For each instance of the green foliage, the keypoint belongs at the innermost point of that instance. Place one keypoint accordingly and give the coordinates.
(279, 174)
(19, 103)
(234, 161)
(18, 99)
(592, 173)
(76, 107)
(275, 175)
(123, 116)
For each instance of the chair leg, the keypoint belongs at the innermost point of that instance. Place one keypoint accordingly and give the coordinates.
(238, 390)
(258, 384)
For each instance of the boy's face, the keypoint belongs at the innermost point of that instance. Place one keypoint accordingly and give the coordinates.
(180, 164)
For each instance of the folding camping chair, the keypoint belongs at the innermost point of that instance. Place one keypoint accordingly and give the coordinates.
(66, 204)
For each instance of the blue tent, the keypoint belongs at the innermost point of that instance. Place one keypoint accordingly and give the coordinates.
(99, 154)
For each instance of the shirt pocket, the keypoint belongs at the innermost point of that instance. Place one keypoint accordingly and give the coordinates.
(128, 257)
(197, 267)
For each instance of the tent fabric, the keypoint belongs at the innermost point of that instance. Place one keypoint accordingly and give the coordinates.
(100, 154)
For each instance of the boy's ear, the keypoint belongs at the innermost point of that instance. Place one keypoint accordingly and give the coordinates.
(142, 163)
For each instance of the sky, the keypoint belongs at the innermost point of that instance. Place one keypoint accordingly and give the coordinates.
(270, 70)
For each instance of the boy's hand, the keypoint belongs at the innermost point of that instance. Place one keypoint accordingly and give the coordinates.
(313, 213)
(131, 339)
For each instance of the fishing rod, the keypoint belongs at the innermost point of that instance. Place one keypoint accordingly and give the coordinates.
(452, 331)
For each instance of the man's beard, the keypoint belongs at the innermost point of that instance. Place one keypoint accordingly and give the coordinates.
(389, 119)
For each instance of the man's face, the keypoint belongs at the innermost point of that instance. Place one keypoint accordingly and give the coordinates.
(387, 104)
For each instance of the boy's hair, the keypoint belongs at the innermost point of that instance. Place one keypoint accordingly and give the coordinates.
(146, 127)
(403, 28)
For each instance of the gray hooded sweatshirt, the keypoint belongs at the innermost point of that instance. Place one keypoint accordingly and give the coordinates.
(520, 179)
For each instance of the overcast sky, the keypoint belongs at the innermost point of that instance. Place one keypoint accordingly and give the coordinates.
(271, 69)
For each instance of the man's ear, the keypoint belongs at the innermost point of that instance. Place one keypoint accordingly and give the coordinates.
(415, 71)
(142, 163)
________________________
ACTIVITY: What is needed is an exact transcription of every entry above.

ANSWER SPACE:
For each instance of the green foliage, the keypoint belongs at the innermost point of that instance. Place one keypoint accordingly and give the coordinates.
(279, 174)
(19, 103)
(234, 161)
(18, 99)
(592, 173)
(76, 107)
(275, 175)
(123, 116)
For each instance of the chair leg, the keypoint belongs at the innermost point of that instance. Place one keypoint accordingly and give the coordinates.
(238, 390)
(258, 384)
For each instance of the boy's face, the keypoint belongs at the innermost point of that instance. Place one keypoint accordingly and give the coordinates.
(180, 164)
For each instance of the folding camping chair, the keypoint belongs at the innermost point of that instance. Place one keypoint accordingly and give the coordinates.
(66, 204)
For each instance of the blue tent, the keypoint belongs at the innermost point of that instance. Place one keypoint accordingly and give the coordinates.
(99, 154)
For each instance of the shirt pocket, the keypoint belongs at the innermost point of that instance. Place one keypoint accordingly and give the coordinates.
(128, 257)
(197, 267)
For each instance of the tent fabric, the keypoint belongs at the innermost point of that instance. Place one keypoint accordingly and give the coordinates.
(100, 154)
For each instance of the boy's ear, the keypoint belongs at the innermost point of that instance. Place one keypoint accordingly and give the coordinates.
(142, 163)
For each instance of the sky, the keypoint belongs at the innermost point of that instance. Place one keypoint accordingly and give the coordinates.
(270, 70)
For each instance of the boy's hand, the keypoint belongs at the innermost point of that instance. Place one keypoint accordingly and give the coordinates.
(313, 213)
(131, 339)
For each instance of the fishing rod, the keypoint belongs at the innermost point of that instance. Place one keypoint accordingly and give the coordinates.
(452, 331)
For each instance of the man's beard, the keypoint belongs at the innermost point of that instance. Place one keypoint accordingly and give the coordinates.
(389, 119)
For each instance of the man's face, the keypoint belongs at the innermost point of that instance. Place one keypoint accordingly and give the coordinates.
(387, 104)
For each instance of the boy's hair, the keypoint belongs at the innermost point of that instance. Place one keypoint accordingly and give the coordinates.
(146, 127)
(403, 28)
For each instance of the gray hooded sweatshirt, the keypoint belongs at the innermost point of that instance. Place one keypoint accordingly and give the coordinates.
(520, 179)
For each instance of the overcast sky, the keypoint belongs at the innermost point of that instance. Place one keypoint accordingly and give the coordinates.
(271, 69)
For each instance of the man's ear, the keypoint belongs at the innermost point of that instance. Place one keypoint accordingly and give the coordinates.
(415, 71)
(142, 163)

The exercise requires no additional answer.